(Natural-language object grounding data)
__________________________________________________

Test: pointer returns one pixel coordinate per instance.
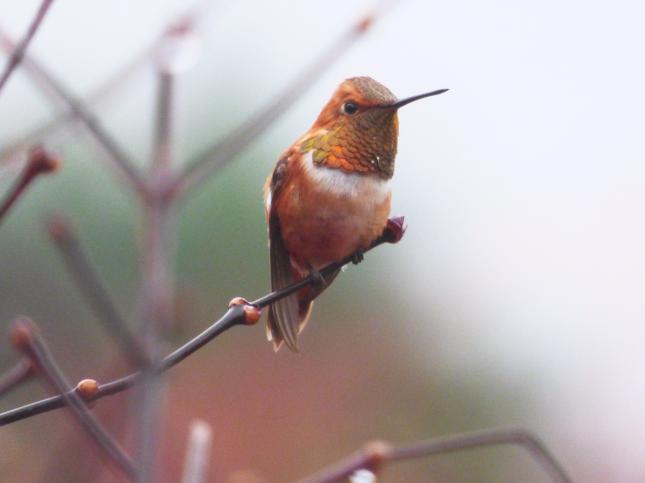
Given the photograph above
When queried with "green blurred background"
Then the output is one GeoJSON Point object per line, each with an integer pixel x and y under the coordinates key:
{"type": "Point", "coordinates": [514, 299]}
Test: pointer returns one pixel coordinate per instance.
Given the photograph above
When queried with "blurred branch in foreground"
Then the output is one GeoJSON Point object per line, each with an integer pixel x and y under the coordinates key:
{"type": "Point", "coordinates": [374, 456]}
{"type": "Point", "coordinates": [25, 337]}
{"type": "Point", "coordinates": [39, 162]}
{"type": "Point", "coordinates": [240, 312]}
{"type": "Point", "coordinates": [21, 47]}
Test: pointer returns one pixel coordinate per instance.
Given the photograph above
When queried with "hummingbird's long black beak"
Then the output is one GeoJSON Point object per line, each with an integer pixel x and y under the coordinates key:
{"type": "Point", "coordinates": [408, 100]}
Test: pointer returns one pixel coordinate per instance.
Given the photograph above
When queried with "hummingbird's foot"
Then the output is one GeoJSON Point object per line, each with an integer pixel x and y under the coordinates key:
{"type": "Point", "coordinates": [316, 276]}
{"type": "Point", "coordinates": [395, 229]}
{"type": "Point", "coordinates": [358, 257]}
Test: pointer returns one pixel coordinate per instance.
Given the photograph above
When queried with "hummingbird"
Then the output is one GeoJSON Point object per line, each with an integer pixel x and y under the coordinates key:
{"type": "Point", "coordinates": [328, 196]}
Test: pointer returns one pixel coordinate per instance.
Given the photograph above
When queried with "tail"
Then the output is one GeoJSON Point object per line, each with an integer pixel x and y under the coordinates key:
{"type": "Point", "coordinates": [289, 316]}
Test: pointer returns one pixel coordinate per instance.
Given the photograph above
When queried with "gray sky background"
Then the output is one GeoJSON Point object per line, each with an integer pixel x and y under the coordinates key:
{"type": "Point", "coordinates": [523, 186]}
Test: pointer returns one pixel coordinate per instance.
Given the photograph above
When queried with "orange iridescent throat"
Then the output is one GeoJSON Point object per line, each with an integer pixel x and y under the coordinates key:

__________________________________________________

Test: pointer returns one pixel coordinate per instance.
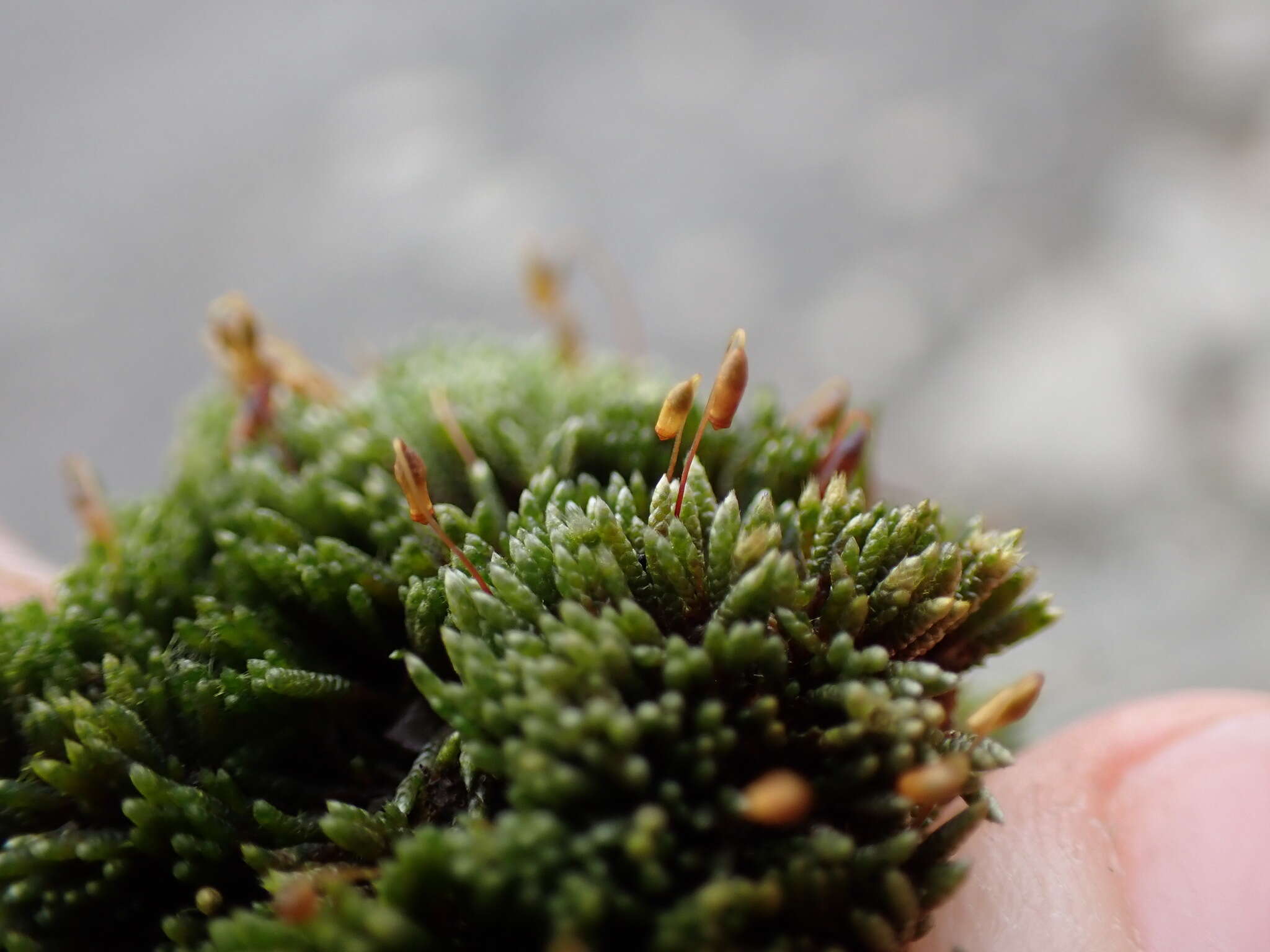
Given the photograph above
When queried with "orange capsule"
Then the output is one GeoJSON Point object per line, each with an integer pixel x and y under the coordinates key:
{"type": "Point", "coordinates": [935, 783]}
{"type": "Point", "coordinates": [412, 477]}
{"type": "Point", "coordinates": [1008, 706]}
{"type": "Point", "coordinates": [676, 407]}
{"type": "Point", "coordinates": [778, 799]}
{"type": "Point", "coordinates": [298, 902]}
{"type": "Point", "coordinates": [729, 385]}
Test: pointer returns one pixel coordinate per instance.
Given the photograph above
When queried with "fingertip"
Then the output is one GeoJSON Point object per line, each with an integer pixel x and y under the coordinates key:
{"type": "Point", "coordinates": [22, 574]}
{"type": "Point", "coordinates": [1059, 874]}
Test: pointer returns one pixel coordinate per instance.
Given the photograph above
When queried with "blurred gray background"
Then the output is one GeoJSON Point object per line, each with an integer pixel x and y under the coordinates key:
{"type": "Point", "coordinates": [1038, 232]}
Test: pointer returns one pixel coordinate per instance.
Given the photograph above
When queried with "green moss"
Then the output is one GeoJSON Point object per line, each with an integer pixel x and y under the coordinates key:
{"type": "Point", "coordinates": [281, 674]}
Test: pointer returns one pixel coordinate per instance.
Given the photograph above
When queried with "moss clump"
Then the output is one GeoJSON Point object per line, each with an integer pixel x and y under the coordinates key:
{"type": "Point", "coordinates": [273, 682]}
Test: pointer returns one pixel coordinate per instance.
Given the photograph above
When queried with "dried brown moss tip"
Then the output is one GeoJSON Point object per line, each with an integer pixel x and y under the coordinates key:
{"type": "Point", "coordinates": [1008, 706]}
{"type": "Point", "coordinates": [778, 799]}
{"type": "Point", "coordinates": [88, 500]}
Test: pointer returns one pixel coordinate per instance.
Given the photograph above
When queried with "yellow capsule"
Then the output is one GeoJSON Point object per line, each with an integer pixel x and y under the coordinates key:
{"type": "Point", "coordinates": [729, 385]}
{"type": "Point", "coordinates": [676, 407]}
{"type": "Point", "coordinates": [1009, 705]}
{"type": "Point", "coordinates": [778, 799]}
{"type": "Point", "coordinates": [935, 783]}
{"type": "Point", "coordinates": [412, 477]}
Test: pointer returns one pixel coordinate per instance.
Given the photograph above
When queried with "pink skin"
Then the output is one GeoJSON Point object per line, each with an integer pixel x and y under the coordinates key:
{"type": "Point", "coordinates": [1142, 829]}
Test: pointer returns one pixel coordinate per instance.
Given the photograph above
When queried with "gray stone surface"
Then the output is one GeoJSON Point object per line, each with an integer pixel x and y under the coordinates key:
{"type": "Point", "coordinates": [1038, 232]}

__________________________________________________

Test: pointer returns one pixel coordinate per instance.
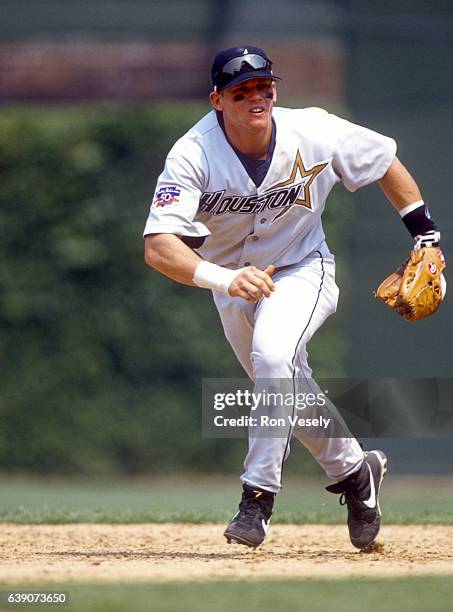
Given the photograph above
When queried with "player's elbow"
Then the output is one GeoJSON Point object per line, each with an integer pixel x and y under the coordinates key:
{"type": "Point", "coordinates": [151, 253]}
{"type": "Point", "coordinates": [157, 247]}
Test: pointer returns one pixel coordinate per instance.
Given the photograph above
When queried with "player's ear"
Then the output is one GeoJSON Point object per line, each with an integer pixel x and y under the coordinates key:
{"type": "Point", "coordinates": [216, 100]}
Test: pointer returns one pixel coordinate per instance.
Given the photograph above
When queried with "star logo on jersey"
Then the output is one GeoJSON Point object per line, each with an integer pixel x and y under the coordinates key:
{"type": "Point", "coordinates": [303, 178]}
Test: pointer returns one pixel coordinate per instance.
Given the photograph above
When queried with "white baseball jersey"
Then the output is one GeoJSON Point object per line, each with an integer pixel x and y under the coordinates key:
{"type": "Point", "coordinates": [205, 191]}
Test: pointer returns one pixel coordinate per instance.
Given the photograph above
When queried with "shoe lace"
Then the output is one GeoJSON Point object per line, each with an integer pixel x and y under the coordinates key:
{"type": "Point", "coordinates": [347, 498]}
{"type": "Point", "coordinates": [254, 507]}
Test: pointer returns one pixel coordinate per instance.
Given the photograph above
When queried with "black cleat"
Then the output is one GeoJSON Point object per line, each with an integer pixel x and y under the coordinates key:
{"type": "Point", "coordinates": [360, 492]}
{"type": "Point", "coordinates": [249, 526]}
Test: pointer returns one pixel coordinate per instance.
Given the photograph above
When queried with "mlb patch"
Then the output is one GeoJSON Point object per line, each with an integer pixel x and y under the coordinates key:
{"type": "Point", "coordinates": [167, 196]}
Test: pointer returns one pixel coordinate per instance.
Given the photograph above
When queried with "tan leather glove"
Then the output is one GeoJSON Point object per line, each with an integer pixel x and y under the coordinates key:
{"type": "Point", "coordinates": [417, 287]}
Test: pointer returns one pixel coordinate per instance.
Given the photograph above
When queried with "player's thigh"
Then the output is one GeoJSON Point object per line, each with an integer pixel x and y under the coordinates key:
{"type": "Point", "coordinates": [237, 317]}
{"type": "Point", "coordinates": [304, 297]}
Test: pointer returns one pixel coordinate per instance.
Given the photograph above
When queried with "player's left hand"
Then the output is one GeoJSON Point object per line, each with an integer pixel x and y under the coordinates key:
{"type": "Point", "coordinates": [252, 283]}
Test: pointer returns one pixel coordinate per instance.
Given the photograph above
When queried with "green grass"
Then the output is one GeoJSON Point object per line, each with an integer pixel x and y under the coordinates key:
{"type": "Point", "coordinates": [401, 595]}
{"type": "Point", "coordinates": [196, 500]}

__________________________________________________

Exercise objective
Search the records for the word "hummingbird" and return every line that holds it.

Exercise answer
When queried with "hummingbird's long black beak"
When queried with "hummingbird's foot"
When queried with "hummingbird"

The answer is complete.